To be done: Report how many lines of the data below contain the string "sleeve". Give the number alone.

Extracted information:
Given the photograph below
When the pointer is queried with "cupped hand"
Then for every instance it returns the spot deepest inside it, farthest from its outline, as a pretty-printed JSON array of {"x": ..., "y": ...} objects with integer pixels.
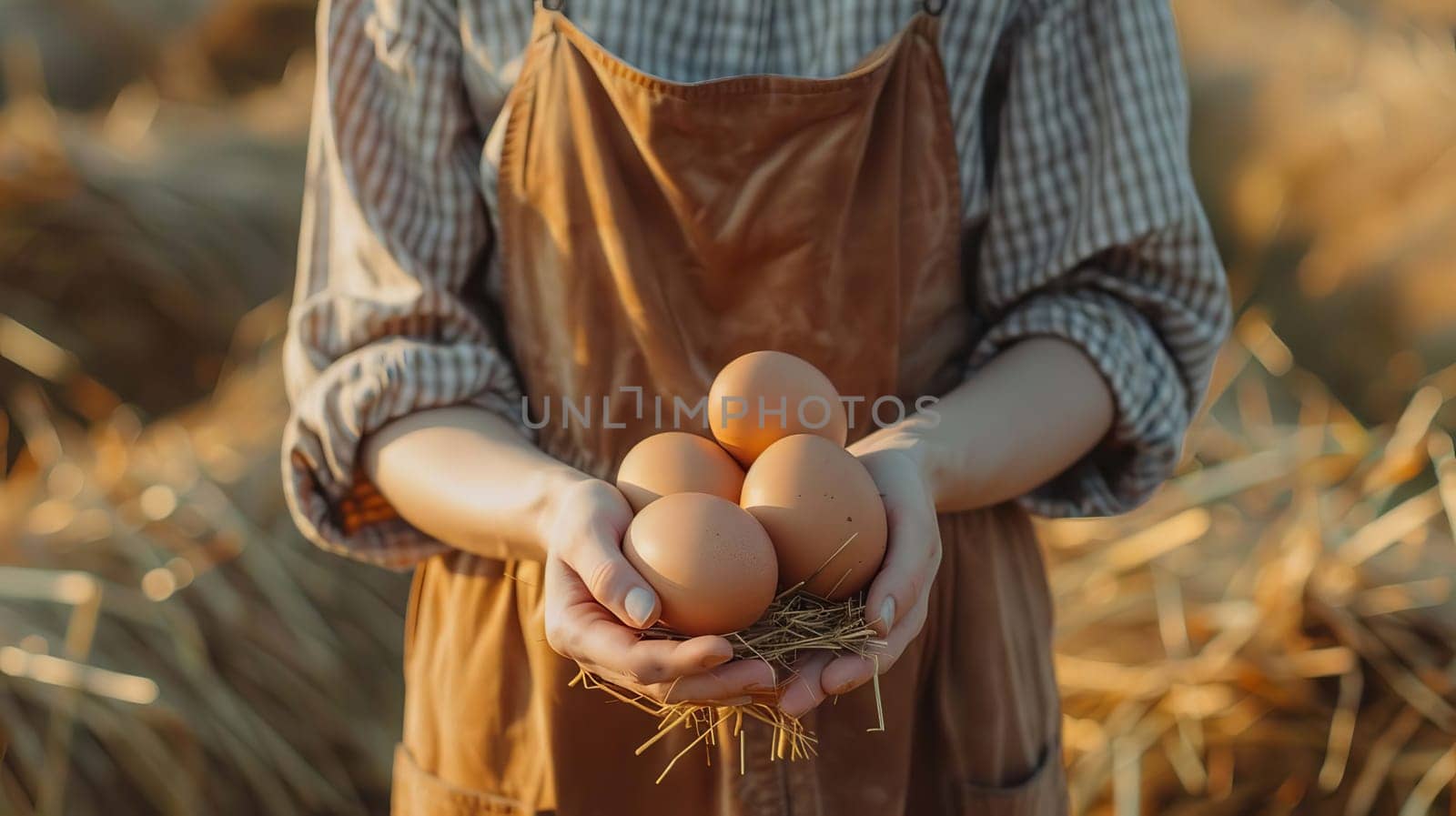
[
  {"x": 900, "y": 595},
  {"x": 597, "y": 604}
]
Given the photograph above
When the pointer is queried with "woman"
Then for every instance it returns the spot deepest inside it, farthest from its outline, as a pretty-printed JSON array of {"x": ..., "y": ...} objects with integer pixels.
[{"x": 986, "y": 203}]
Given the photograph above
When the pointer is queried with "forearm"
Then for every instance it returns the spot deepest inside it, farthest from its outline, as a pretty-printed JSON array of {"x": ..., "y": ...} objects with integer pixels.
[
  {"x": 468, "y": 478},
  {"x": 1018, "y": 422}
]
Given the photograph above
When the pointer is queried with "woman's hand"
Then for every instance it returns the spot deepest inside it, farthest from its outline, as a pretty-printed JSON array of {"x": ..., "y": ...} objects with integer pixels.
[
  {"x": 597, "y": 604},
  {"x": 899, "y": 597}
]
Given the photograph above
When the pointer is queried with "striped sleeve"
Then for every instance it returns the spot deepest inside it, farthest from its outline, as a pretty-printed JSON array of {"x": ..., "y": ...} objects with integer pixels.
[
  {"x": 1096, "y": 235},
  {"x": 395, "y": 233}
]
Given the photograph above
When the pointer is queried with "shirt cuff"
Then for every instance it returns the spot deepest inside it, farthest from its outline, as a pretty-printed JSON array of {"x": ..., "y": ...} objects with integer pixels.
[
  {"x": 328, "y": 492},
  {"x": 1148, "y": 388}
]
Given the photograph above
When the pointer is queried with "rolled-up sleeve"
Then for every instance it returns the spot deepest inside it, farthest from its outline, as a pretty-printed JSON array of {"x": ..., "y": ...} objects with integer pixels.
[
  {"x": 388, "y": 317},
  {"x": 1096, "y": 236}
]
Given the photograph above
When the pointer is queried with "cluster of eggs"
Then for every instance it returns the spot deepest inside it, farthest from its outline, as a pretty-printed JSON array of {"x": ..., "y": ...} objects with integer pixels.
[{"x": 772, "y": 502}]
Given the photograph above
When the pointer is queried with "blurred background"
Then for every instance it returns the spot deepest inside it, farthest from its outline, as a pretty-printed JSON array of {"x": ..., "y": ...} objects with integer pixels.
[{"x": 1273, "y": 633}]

--

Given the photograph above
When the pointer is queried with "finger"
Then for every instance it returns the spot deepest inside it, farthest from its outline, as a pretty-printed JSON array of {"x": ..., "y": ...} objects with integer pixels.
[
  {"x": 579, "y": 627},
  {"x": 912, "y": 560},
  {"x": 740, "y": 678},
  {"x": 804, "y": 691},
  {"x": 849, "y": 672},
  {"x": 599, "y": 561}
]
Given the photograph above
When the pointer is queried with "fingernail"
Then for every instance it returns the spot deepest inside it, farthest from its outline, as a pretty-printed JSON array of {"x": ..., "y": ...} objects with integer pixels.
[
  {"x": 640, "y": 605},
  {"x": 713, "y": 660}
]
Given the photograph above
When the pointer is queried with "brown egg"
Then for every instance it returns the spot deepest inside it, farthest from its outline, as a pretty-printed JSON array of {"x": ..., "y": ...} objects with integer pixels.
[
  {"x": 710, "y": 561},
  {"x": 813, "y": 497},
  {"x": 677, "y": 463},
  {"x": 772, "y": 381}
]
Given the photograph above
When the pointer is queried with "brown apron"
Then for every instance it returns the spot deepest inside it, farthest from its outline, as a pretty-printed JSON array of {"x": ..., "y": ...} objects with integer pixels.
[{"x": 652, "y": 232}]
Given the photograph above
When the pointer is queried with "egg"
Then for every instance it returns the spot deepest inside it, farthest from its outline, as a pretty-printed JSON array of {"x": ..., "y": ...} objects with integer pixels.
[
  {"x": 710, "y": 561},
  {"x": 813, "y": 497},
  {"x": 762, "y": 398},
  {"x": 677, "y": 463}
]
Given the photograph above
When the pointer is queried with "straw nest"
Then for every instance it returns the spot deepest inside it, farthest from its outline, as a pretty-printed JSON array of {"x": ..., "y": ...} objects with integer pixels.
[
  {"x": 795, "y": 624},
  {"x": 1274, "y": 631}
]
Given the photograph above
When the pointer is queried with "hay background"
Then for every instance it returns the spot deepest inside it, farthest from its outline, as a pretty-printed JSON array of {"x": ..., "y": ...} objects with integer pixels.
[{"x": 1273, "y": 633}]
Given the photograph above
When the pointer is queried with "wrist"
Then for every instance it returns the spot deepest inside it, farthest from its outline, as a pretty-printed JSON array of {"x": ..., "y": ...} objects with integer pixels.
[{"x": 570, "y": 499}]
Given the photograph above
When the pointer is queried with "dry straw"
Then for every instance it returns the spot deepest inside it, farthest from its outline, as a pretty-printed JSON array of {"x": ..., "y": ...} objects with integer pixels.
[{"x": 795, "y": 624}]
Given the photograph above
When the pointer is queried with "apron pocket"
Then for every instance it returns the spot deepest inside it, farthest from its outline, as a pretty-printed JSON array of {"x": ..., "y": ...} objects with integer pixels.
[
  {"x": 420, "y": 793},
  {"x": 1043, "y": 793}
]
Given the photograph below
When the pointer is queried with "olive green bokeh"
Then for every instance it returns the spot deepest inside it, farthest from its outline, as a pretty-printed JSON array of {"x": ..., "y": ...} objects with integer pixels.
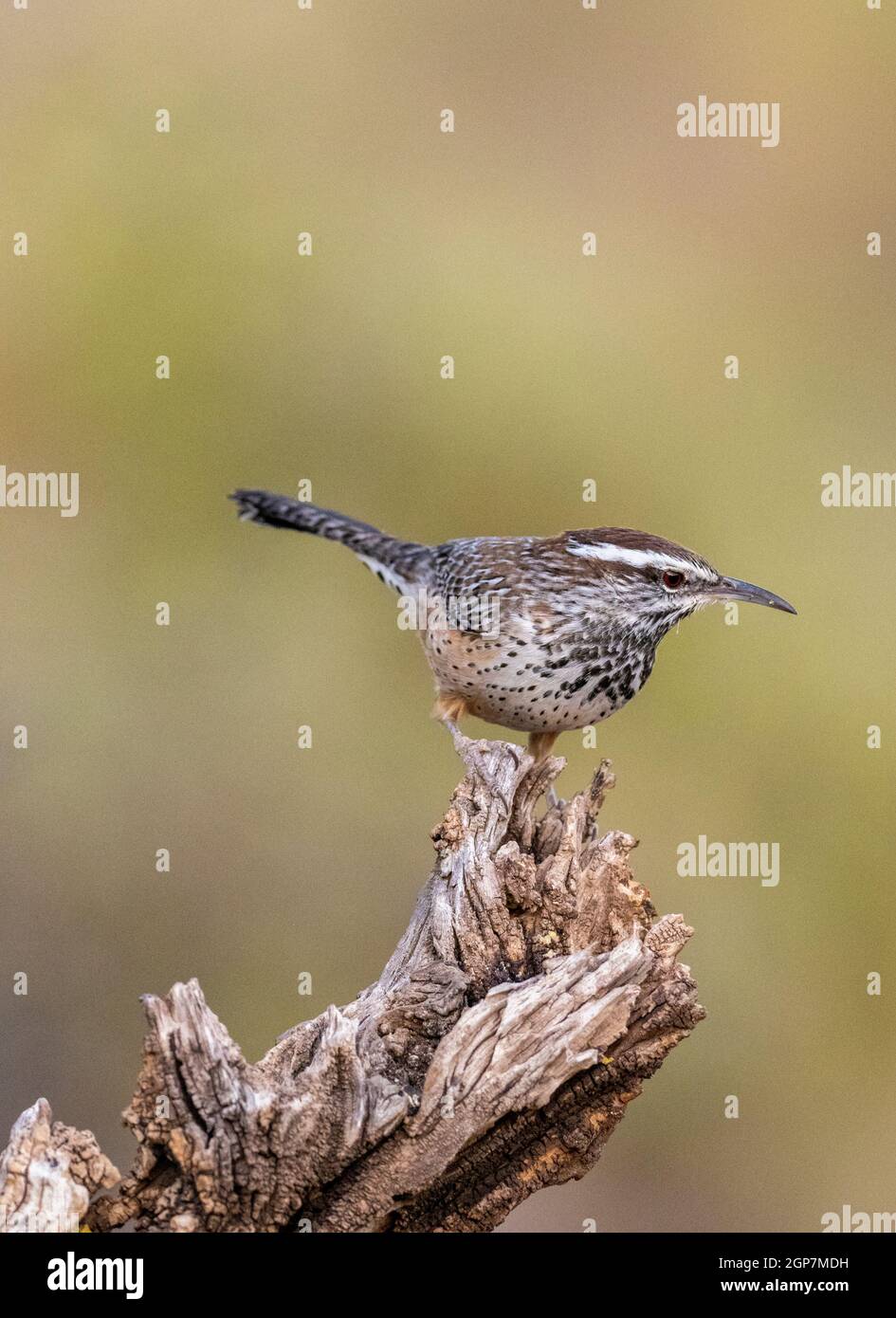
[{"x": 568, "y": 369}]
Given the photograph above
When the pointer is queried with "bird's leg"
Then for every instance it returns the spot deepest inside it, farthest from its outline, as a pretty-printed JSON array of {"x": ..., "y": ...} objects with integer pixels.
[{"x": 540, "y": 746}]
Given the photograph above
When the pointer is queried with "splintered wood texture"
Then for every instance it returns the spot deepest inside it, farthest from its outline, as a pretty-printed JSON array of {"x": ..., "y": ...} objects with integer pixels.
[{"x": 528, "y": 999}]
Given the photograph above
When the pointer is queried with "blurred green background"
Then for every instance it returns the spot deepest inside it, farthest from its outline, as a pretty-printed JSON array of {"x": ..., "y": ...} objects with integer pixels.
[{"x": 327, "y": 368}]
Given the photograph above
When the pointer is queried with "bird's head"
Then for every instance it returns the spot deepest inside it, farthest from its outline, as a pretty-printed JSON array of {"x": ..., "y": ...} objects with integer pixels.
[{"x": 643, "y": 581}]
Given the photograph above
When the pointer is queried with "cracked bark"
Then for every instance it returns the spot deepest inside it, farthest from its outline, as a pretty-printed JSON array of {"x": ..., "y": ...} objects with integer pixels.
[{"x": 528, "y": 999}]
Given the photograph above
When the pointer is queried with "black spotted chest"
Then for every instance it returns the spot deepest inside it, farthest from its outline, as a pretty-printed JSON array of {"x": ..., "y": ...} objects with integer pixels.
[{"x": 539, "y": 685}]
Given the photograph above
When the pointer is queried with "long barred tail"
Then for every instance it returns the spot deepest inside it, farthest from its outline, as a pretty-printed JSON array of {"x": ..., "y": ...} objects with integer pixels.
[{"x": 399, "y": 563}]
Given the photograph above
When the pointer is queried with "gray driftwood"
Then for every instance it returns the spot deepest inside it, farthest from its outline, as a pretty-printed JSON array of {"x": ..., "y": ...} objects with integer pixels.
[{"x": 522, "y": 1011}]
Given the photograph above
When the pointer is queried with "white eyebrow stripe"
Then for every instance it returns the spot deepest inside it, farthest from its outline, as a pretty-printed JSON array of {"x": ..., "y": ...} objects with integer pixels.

Exercise output: 2